- Directions: In the comment about the internet below, what reason does the quoted passage give for homeless people being the one thing the internet lacks?

As another user pointed out, viewing "best of" is probably a more efficient approach, and let's you avoid some of the crap. But there's something enjoyable about being there, in the moment something is happening.


I'm reminded of one of my favorite internet-related posts, The Great On-Line Equalizer.

https://subgenius.com/bigfist/answers/articles2/X0095_The_Gr...

Here's the tail end, I think it's relevant:

  The Internet is a perfect reflection of the world at large. It
  has everything in it except homeless people and that's only
  because they can't afford the monthly hookup charge.
  
  The Internet is scary to people because it TRULY makes everyone
  equal.
  
  All the people who are invisible in the normal world (the world
  run by the rich and powerful), all those people you can dismiss
  on the street as powerless and harmless -- ALL THOSE PEOPLE are
  now in your face.
  
  You can feel their hot breath on the Internet.
  
  It's called "humanity."
  
  America was invented to empower those people. It's just taken
  this long to find out how to do it.
  
  After all, the Net is just telephone lines, computer screens and
  satellite hook-ups. It's purely technical.

- Provided data:

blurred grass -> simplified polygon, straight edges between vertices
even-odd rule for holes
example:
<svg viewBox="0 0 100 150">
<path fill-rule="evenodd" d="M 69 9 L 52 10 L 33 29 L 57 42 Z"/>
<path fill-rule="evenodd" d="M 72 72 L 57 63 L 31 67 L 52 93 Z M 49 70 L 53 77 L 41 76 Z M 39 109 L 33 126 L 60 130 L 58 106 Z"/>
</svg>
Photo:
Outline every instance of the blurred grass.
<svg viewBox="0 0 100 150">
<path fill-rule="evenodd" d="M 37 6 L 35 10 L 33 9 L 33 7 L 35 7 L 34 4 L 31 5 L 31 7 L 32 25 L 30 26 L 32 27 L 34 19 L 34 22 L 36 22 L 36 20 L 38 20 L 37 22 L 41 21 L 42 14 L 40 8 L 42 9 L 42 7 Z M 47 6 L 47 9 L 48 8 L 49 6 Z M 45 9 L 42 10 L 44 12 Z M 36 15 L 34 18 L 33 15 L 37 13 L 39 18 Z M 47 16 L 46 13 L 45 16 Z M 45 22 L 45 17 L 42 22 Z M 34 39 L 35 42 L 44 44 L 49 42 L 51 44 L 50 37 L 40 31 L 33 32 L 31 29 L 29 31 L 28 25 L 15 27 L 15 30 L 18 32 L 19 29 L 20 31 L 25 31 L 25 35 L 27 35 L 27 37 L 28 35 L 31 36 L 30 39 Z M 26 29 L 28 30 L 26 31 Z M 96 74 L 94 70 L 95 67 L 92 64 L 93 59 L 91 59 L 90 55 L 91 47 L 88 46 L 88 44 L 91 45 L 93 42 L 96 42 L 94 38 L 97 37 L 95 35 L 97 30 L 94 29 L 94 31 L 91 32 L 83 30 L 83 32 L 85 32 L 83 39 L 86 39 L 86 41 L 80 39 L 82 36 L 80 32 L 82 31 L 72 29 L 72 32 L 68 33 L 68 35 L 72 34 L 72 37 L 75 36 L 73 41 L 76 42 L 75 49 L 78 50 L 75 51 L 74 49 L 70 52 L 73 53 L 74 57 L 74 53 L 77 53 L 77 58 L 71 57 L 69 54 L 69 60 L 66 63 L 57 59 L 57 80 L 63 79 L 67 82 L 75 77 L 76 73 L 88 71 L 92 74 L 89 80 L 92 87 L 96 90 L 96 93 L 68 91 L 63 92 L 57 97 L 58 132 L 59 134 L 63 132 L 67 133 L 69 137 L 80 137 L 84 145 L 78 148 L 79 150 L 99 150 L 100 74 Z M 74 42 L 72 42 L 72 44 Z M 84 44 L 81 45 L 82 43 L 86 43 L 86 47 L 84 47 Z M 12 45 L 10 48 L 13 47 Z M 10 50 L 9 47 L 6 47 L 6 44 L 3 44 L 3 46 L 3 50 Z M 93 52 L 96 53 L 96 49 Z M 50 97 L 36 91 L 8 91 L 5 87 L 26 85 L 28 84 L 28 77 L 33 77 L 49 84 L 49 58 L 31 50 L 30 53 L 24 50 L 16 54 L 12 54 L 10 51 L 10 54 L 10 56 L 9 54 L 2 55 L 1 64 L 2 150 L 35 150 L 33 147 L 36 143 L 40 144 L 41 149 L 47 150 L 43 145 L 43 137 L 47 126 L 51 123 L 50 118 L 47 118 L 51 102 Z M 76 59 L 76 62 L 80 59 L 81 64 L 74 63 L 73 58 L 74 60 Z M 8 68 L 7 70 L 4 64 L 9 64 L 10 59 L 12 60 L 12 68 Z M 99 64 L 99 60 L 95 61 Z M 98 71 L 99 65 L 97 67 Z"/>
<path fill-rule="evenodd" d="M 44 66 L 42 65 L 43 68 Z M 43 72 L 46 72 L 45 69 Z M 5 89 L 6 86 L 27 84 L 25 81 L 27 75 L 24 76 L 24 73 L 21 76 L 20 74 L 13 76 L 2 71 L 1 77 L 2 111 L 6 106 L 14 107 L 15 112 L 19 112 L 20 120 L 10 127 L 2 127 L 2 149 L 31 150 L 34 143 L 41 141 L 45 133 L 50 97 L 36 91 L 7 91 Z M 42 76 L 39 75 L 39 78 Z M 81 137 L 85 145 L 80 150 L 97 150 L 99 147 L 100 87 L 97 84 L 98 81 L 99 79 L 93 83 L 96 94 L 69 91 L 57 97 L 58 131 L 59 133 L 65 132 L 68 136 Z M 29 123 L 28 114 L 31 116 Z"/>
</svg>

- Exercise response: They can't afford the monthly hookup charge.